Saved data entries.
──────
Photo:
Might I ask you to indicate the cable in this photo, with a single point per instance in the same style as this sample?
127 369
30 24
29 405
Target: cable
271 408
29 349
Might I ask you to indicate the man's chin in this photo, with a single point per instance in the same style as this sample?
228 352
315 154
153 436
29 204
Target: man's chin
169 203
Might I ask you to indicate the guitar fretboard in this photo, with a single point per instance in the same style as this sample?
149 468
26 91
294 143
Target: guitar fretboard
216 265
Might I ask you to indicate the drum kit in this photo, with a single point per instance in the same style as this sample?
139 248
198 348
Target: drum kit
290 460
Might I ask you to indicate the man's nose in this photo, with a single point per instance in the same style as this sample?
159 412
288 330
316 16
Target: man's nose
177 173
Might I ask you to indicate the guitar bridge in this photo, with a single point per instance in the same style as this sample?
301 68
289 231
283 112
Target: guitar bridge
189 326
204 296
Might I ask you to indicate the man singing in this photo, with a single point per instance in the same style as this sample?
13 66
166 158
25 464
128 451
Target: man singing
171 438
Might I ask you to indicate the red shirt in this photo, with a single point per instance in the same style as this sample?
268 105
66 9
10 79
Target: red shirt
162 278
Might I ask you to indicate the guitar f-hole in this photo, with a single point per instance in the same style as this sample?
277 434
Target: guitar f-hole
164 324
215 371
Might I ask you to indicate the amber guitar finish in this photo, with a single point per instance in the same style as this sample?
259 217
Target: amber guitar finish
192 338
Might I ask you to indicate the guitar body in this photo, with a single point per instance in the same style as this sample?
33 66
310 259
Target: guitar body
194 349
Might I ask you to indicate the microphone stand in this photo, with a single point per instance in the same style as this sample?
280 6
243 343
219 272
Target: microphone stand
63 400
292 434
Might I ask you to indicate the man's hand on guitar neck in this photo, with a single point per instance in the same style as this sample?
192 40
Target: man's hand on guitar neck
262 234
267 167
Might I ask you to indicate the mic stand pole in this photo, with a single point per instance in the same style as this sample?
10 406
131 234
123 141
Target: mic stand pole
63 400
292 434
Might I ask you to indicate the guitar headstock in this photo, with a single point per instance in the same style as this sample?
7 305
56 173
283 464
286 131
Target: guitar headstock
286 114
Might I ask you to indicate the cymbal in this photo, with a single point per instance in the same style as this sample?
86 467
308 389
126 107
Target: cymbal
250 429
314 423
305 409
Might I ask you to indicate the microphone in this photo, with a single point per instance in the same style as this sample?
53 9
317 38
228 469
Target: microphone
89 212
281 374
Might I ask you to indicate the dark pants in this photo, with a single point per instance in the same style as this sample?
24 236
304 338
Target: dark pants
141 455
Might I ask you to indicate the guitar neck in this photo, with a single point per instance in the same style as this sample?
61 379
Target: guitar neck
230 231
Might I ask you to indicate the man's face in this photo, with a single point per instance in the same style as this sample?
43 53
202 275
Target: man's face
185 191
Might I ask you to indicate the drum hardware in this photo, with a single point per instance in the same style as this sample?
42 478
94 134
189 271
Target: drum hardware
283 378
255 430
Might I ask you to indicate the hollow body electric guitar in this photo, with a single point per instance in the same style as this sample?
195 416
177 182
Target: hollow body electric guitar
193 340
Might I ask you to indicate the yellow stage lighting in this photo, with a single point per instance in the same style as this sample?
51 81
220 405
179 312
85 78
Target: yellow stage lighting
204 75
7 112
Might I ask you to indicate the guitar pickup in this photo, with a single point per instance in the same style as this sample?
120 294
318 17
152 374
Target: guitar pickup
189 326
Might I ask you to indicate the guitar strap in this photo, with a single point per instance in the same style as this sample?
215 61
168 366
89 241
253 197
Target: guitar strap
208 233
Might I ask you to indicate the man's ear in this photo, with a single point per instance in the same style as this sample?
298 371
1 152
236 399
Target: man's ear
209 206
──────
WHAT NEEDS TO BE DONE.
Extract every line of the rows above and reproduce each one unchanged.

WRITTEN REPLY.
Photo:
Might I ask you to indicate the cable in this photo, with a single point per instance in the same style as this sample?
127 369
30 24
29 405
Target: cable
271 408
29 349
Might I ask you to indicate the man's chin in this photo, with a single point per instance in the same style as this sample?
228 352
315 154
153 436
29 204
Target: man's chin
169 203
Might I ask you to indicate the guitar fretboard in this photo, with a single point per instance in the same style as this sample?
149 468
26 91
294 143
Target: guitar fretboard
216 265
Might I ask you to indicate the drum kit in this photo, with a single point per instance in the same style as this sample?
139 248
198 348
Target: drum kit
290 460
Might I ask you to indicate the man's nose in this photo, with a single point per instance in the same style as this sample?
159 412
288 330
316 16
Target: man's nose
177 173
Might I ask you to indicate the guitar bridge in this photo, with a single point per instance in the same style as this sample?
301 68
289 231
283 112
Target: guitar bridge
189 326
204 296
Might I ask you to indicate the man singing in this photo, with a single point per instance in the same style as this sample?
13 66
166 158
25 464
128 451
Target: man singing
171 438
Might I ask you to indicate the red shirt in this photo, with a single point per instance in the same style as this sample?
268 105
66 9
10 79
Target: red shirt
162 278
Might I ask you to indicate the guitar f-hole in this photo, with a single point per instance in the same style as this sample?
277 434
Target: guitar f-hole
164 324
215 371
Might I ask you to indicate the amber guitar finish in this photo, with a single point per instance in the same style as this sample?
259 217
Target: amber guitar finish
192 338
Might I ask you to indicate the guitar body in this photo, with a single point per instance in the same style as this sample?
33 66
310 259
Target: guitar body
194 349
Might I ask you to indicate the microphone stand in this photo, with a single point per instance in the same style as this sample?
280 6
243 343
219 272
Target: microphone stand
63 400
292 434
Might I ask you to indicate the man's hand on guitar neck in this photo, with a single point per instance in the same style as this sample?
192 40
Target: man's hand on guitar neck
262 234
267 167
Might I ask you to indicate the mic stand pole in this photo, with a single point per instance in the same style as this sample?
10 406
131 234
123 141
Target: mic stand pole
63 400
292 434
Might I ask you to indicate the guitar headstock in this photo, with a single point per instance in the same style as this sample?
7 305
56 173
283 464
286 131
Target: guitar headstock
286 114
Might I ask you to indicate the cymbal in this photo, with a single point per instance in the same style as this sample?
86 467
308 389
126 107
Target: cymbal
250 429
314 423
305 409
Might I ask you to indicate the microphone in this photo, with a single point per instance in the same style as this sample?
53 9
317 38
228 469
Target: microphone
89 212
281 374
Might I ask you to indicate the dark pants in this photo, with a single point per instance in the same style as this sample?
24 236
304 338
Target: dark pants
141 455
Might I ask you to indicate the guitar neck in this photo, with a single point per instance in the same style as this sample?
61 379
Target: guitar neck
230 231
Might I ask you to indicate the man's face in this photo, with a single point per instance in the same style as this sample?
43 53
202 275
Target: man's face
185 191
Might I ask you to indicate the drum hardware in this photo, with a single point per instance in the same style as this sample?
42 478
94 134
189 271
Target: drum hardware
283 378
255 430
Might I ask you to indicate the hollow body electric guitar in this photo, with a single point per instance in the same style as this sample?
195 416
177 182
Target: hollow body electric guitar
193 340
Might I ask you to indicate the yellow stage lighting in this photo, with a single point per instance in the same style as this sample?
51 81
220 405
179 312
85 78
Target: yellow stage lighting
204 75
7 112
Might I ask you to indicate the guitar pickup in this photo, with a single point per instance in the same style as this sample?
120 294
318 17
152 374
Target: guitar pickup
189 326
Might I ask you to indicate the guitar strap in this photo, with a single point per instance in the same style as this sample?
215 61
168 366
89 241
253 197
Target: guitar strap
208 233
Might I ask you to indicate the man's ear in this photo, with a single point per instance in the same style as this sample?
298 371
1 152
236 399
Target: man's ear
209 206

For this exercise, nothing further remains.